Work to complete:
Lines before the one holding "column 330, row 50" are not wanted. Please copy that line and everything after it to the end of the records, exactly, skipping pictures.

·····

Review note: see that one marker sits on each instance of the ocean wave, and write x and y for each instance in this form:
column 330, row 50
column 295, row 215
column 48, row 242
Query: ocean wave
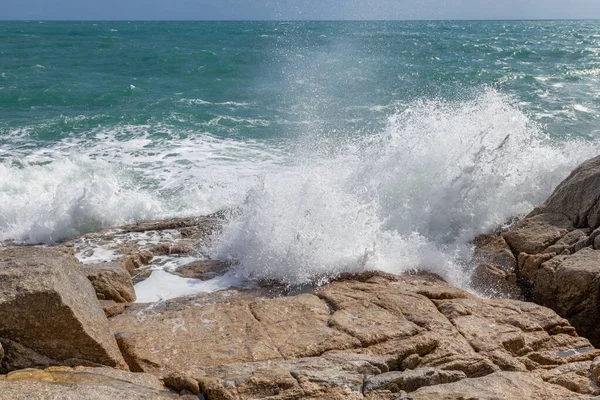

·····

Answer for this exercise:
column 330, row 50
column 295, row 215
column 48, row 242
Query: ocean wave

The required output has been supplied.